# Exercise brief
From the data, copy out every line in which the word "white" appears.

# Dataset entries
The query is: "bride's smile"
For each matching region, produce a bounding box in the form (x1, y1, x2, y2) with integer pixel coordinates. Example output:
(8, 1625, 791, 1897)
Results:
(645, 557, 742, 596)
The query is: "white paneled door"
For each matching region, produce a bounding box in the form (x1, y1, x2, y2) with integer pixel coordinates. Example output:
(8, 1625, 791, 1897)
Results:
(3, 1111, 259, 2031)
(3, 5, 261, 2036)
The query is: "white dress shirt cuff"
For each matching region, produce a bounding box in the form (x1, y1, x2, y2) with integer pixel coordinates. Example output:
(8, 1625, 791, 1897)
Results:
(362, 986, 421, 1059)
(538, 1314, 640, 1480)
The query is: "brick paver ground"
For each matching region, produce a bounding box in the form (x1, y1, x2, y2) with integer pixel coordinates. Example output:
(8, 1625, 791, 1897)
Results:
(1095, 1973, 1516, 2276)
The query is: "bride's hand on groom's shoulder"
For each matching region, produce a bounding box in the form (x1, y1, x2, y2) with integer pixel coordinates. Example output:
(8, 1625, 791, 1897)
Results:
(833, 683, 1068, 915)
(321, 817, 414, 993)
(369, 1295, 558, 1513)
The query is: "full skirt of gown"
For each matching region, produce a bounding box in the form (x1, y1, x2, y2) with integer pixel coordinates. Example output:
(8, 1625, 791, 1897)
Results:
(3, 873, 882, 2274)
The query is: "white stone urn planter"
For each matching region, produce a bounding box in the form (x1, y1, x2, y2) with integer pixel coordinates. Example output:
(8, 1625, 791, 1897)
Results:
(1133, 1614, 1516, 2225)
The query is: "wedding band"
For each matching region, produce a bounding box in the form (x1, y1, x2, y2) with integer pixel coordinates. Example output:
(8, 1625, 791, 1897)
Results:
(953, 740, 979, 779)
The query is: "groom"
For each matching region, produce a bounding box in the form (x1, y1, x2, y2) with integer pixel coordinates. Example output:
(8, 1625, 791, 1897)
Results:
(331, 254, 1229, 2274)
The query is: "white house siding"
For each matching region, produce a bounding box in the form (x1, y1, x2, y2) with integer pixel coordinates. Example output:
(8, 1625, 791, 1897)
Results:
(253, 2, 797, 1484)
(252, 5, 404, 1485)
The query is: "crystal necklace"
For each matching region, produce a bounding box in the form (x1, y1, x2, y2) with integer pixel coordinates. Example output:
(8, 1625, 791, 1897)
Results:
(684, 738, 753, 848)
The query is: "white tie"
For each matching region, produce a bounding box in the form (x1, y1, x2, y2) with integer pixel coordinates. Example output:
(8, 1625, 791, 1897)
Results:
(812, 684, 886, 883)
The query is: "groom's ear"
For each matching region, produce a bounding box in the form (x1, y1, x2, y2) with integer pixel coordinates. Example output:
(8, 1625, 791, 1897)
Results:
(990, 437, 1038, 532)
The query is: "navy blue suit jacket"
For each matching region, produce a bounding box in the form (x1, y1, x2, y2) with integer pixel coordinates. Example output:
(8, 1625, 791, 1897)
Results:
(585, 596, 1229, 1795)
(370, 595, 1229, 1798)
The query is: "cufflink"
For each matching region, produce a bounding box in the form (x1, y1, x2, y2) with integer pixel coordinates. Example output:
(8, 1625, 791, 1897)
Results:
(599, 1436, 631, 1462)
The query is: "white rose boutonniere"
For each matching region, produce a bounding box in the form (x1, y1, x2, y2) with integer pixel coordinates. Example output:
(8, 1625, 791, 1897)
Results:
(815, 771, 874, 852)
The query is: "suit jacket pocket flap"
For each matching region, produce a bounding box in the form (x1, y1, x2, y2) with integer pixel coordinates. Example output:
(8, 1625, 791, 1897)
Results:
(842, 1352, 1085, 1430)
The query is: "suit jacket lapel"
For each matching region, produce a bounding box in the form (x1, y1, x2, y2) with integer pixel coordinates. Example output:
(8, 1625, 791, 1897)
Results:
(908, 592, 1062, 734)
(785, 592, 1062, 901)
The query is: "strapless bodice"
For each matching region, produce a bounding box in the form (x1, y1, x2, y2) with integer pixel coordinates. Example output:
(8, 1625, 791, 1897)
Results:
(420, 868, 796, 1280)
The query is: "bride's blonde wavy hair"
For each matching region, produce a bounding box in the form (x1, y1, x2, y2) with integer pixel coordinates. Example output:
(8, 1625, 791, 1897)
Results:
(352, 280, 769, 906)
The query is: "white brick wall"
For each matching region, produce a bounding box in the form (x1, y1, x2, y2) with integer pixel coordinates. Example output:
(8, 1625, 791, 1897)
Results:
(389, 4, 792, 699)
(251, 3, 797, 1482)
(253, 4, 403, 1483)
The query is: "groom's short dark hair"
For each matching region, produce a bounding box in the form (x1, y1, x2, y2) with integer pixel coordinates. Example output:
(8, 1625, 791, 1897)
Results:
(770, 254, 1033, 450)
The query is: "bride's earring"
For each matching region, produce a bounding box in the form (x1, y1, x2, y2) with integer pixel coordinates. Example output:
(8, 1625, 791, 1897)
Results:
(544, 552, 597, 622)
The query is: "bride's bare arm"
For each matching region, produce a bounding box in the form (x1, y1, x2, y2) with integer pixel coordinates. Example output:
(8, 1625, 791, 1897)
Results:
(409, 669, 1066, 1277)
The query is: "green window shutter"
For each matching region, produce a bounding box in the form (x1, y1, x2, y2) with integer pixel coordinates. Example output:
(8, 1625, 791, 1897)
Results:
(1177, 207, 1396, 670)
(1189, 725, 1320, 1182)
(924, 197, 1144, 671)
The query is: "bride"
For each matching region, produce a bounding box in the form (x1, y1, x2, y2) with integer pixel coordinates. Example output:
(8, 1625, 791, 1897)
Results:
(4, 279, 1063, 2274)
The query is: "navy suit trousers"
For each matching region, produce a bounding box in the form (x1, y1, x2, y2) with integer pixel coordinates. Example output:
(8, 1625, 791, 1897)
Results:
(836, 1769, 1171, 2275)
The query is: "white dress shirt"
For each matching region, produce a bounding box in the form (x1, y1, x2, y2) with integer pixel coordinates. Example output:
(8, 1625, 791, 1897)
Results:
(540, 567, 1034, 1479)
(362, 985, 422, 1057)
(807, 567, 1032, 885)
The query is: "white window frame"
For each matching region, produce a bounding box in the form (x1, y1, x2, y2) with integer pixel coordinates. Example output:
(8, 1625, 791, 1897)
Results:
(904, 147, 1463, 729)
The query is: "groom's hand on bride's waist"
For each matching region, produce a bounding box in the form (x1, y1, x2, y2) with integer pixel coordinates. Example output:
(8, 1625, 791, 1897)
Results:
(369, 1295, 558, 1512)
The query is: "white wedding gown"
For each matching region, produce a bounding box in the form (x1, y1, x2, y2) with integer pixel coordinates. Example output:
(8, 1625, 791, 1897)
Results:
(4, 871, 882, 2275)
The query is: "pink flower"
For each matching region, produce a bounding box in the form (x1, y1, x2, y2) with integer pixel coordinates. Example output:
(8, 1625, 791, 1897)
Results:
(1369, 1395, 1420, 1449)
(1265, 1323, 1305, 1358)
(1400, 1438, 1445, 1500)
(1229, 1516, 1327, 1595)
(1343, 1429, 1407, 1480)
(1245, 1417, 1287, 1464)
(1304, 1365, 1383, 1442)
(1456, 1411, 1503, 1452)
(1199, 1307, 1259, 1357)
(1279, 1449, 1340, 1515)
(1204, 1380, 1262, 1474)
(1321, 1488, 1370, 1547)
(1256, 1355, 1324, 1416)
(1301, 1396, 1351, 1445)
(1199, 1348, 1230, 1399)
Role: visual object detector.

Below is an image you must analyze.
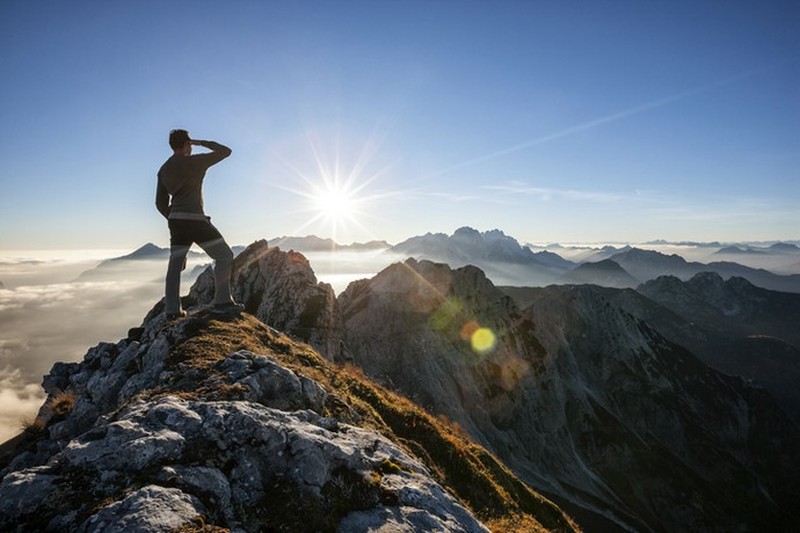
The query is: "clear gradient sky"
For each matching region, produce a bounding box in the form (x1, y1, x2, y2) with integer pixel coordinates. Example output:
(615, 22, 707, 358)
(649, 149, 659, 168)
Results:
(1, 0, 798, 249)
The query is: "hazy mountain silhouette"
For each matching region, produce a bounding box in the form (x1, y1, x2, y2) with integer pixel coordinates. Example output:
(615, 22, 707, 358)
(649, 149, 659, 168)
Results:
(269, 235, 390, 252)
(390, 227, 575, 285)
(557, 259, 638, 288)
(610, 247, 800, 293)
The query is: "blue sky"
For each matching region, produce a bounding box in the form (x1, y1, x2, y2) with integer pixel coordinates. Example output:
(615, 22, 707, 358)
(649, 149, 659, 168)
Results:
(1, 0, 798, 249)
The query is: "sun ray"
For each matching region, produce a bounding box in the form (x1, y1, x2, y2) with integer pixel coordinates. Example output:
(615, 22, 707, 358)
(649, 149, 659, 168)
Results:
(269, 127, 406, 245)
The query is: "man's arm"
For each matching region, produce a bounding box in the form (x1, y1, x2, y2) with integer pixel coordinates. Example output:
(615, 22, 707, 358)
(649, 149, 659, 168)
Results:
(155, 177, 171, 219)
(191, 140, 232, 169)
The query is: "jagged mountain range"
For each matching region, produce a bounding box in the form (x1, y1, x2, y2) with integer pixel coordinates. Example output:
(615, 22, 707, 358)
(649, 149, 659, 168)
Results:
(389, 227, 800, 293)
(9, 237, 797, 530)
(92, 228, 800, 293)
(389, 227, 576, 286)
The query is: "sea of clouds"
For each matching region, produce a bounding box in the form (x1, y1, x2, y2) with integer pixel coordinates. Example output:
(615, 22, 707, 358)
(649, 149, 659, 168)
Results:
(0, 253, 165, 441)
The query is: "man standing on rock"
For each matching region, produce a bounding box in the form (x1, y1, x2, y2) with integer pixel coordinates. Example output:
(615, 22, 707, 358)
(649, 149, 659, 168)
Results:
(156, 129, 244, 319)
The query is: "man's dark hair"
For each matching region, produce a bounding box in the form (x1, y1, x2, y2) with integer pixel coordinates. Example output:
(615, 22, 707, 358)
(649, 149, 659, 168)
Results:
(169, 129, 190, 151)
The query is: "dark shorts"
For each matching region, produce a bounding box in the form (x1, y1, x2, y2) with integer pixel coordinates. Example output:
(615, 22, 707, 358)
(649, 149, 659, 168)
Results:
(168, 218, 224, 247)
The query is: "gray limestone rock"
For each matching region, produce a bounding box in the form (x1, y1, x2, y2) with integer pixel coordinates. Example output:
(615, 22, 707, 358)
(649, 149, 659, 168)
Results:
(79, 485, 206, 532)
(189, 240, 342, 359)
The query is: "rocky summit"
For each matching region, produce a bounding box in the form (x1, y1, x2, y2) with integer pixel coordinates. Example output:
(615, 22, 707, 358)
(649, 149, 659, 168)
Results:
(0, 242, 575, 532)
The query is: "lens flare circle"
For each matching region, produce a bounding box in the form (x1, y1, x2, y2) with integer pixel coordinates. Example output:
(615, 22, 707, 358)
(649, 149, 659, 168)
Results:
(470, 327, 496, 354)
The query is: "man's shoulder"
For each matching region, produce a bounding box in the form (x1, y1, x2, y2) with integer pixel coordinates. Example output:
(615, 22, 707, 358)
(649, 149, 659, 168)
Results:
(158, 155, 184, 175)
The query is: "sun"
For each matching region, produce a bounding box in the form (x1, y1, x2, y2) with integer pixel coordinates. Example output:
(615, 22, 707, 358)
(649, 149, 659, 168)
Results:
(311, 184, 356, 219)
(273, 128, 400, 243)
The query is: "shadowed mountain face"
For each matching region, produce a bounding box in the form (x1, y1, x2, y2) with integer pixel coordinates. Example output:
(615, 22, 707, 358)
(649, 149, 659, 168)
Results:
(504, 278, 800, 426)
(637, 273, 800, 423)
(337, 259, 800, 531)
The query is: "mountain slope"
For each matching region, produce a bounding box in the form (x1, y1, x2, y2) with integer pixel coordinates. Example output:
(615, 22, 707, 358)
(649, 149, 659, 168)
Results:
(0, 245, 576, 532)
(337, 259, 800, 531)
(637, 273, 800, 422)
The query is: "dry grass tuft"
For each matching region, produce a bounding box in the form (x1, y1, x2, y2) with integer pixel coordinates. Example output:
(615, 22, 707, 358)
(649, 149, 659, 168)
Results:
(157, 313, 579, 532)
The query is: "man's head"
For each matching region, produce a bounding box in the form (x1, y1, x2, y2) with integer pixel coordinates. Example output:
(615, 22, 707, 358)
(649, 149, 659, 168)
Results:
(169, 129, 191, 155)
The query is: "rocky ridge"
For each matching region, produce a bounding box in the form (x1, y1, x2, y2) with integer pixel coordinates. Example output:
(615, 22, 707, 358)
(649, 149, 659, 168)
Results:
(337, 260, 800, 531)
(0, 242, 576, 532)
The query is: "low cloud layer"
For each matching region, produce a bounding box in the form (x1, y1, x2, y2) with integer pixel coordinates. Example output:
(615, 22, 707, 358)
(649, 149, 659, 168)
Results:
(0, 366, 46, 443)
(0, 271, 164, 442)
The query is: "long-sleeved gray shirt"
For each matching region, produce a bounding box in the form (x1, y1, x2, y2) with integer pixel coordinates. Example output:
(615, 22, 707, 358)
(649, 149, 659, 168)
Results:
(156, 140, 231, 219)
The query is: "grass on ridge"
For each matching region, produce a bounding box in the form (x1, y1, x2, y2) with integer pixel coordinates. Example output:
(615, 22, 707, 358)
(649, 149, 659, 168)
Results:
(164, 313, 579, 533)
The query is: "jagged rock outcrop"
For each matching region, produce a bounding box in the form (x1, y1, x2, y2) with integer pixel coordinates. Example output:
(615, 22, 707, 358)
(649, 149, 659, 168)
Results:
(189, 239, 342, 359)
(0, 250, 577, 532)
(338, 259, 800, 531)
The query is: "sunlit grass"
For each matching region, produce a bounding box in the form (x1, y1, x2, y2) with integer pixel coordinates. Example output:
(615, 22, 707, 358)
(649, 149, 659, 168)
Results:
(163, 313, 579, 532)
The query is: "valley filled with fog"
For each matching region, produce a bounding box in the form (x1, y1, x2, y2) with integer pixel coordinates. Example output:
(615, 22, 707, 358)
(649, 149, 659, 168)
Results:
(1, 235, 799, 442)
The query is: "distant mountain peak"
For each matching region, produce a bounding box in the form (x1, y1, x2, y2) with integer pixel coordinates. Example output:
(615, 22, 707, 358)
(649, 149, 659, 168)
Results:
(122, 242, 165, 259)
(559, 259, 638, 288)
(770, 242, 800, 252)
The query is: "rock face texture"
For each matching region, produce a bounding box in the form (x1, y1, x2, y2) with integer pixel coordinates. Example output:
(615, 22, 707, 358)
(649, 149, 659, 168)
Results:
(338, 259, 800, 531)
(190, 239, 342, 359)
(0, 245, 576, 532)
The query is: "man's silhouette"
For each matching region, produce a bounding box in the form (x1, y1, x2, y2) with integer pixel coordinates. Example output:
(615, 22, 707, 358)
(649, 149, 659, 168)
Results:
(156, 129, 243, 319)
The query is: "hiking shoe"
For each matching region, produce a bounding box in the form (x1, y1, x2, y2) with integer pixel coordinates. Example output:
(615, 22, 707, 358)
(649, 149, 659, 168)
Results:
(212, 302, 245, 314)
(166, 310, 187, 320)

# Solution to the exercise
The query is: "white paneled door"
The query is: "white dress shirt cuff"
The query is: "white stone urn planter"
The query is: "white house siding"
The query is: "white tie"
The query is: "white rose boutonniere"
The query is: "white brick wall"
The query is: "white dress shirt"
The query is: "white window frame"
The query is: "white wedding gown"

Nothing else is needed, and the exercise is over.